DOKUMENTTEXT:
# # # # #

Jemand hat die zerbrochene Glasscheibe der Wohnungstür mit einem in etwa passend zurechtgeschnittenem Stück Pappe ersetzt. Nur das war mir aufgefallen, als ich drei, vier Stunden vorher im Treppenhaus daran vorbei gegangen war. Drinnen schwärzt Asche Decken und Wände. Durch die Fenster, die zur Straßenseite liegen, fällt Sonnenlicht und wirft Schatten auf dem Parkett. Ich bin überrascht, denn ich habe nicht erwartet, dass mich in einer ausgebrannten, leeren Wohnung eine Orientierungslosigkeit packen würde. Die Hitze hat die Gegensprechanlage geschmolzen. Der Hörer löste sich aus der Verankerung, erkaltetes Plastik hängt in Fäden neben dem Türstock. Das Plastik lässt sich biegen und ist geschmeidig. Ich will die Räume bestimmen. Wo sind Küche oder Bad gewesen? Es gelingt mir nicht. Weiße Schattenwürfe an der schwarzen Wand, wo ein Bild gehangen hatte, wo ein Schrank stand oder Schrauben Regale fixierten. Die Glühbirne einer umgefallenen Schreibtischlampe hat Kleider entzündet, die brennenden Kleider die Wohnung. Das Zimmer, in dem der Brand ausgebrochen ist, ist das einzige, in dem sich noch Dinge befinden, verformt von der Hitze und überzogen von einem Aschefilm. Bei der Feuerwehr habe ich gelernt, dass eine halbe Stunde nach Beginn des Brandes die Temperatur bei fast 1000 Grad liegt. Die Hitze hat an manchen Stellen das Glas bersten lassen. Ich denke an das zerstörte Mogadischu nach dem Bürgerkrieg, auch an Aleppo. An all die Orte, wo Krieg das Glas, das Besitz, Erinnerungen und den Menschen schützte, zerstört hat. Wieviel Grad braucht es für den umgekehrten Prozess? Wann wird Quarzsand, Kalk und Soda zu Glas? 1200 Grad, sagt die Enzyklopädie im Netz. Die Orientierungslosigkeit wird mit einem Mal zu Freiheit, denn die Ordnung der Körper und Dinge gilt nicht mehr. Mein Körper wird zu einem anderen, als er in einer bewohnten Wohnung ist, wo Körper und Dinge feste Plätze haben. Dort hängen Kleider im Schrank, liegt Seife neben der Badewanne, nehmen Körper am Tisch Platz und legen sich am Abend ins Bett. In der Literatur ist das „Ich“ prekär, in der Fotografie Voraussetzung für alle Arbeit. Trotzdem, es bleibt ein Rest Unbehagen, für ein Foto zu posieren, sich der Nachwelt in purer Äußerlichkeit darzustellen. Aber die Neugierde ist größer, ich will die Ambivalenz zwischen Sehen und Sein aushalten.

# # # # #

ERFASSTE DATEN:
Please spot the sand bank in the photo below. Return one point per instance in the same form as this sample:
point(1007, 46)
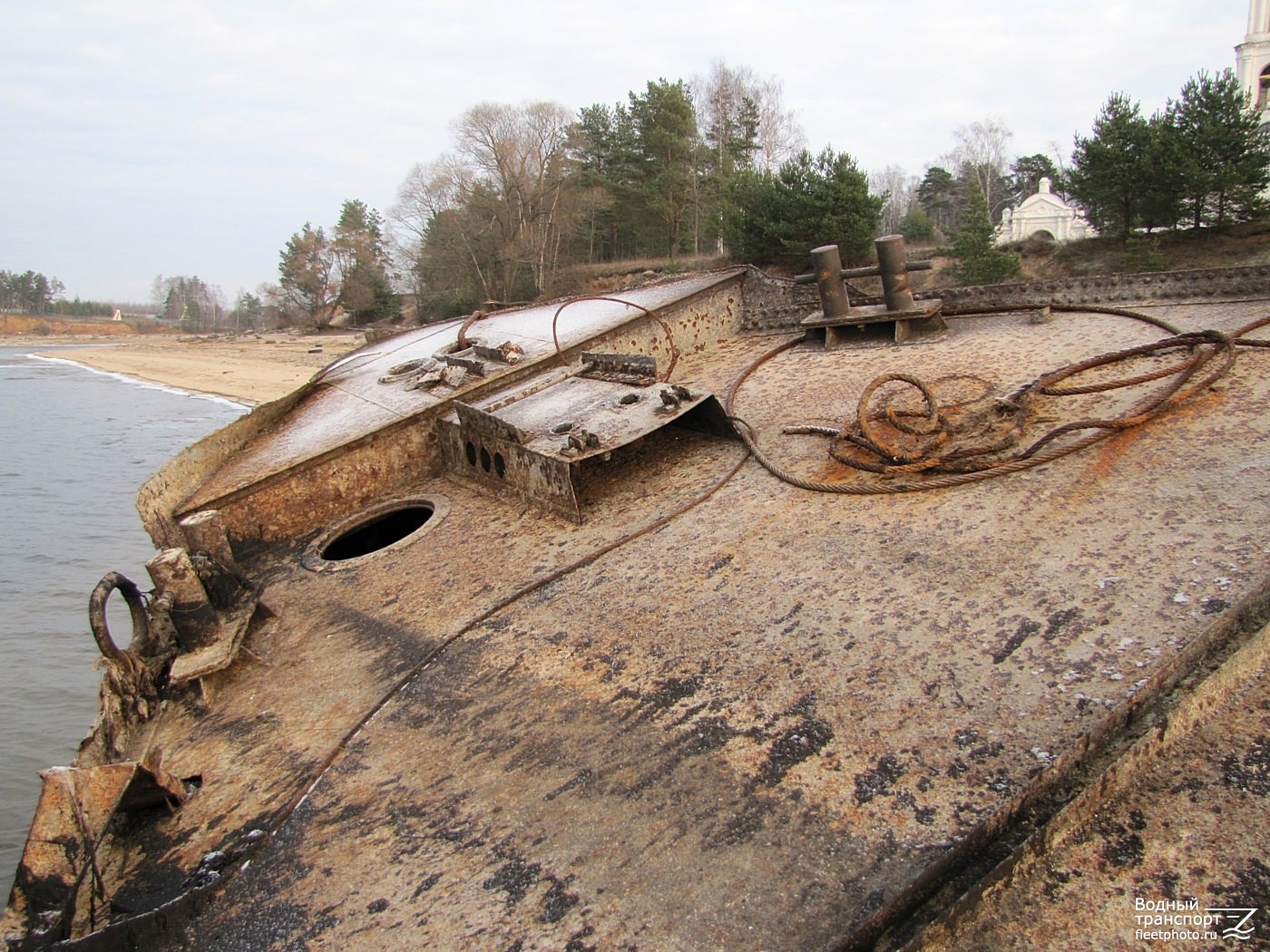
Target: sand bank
point(250, 368)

# # # # #

AUFGABENSTELLUNG:
Führe den Text über die ausgebrannte Wohnung im Anschluss an seinen letzten Satz fort. Die Daten sind eigenständiges Material und gehören nicht zum Text.

ENDERGEBNIS:
Danach.

TAG 1: Der erste Blick auf die Bilder. Es ist eine erste Auswahl, 73 von mehr als 800 Aufnahmen. Ich sehe sie durch, klicke durch die Galerie. Zuerst habe ich den Impuls, gegen die Bilder anschreiben zu müssen. Das schreibende Ich will gegen die Aufdringlichkeit des Fotografischen aufbegehren. Ich lasse es, aber es kommt nichts dabei heraus, was Bestand hat. Also weiter. Manche Bilder stoßen mich ab, zu manchen fühle ich mich hingezogen. In einem Bild erkenne ich mich sofort wieder. Vom Körper sind nur die Beine abgebildet; zu sehen ist aber auch der Schatten meines Rumpfs. Ich habe mich dem Schatten zugewandt und werde gleich Schritt auf ihn zu machen und ihn einholen. So bin ich. Oft für die andere ein Rätsel, aber auch für mich selbst. Bei den meisten Aufnahmen bin ich mir tatsächlich unsicher, 32 Mal sage ich „Vielleicht“. Ich frage: Bin ich so hart? Mein Körper? Ist es der fotografische Blick? Ist es der Ort, diese ausgebrannte, verlassene Wohnung? Woher kommt die Unsicherheit? Vielleicht will ich etwas erkennen, das ich gar nicht finden kann? Vielleicht haben die Bilder weniger mit mir zu tun, als ich annehme. Sie sagt, dass der Mensch vor der Kamera im Moment des Shootings wie Marmor sei, ein zu gestaltendes Objekt. Er sei Mensch davor und auch wieder danach, aber nicht im Moment des Shootings. Als ich die Bilder sehe, denke ich nicht nur an die Werke Joel-Peter Witkins, sondern auch Darstellungen von Hieronymus Bosch und Diego Velázquez. Ich bin ich Teil eines Tableau vivant geworden.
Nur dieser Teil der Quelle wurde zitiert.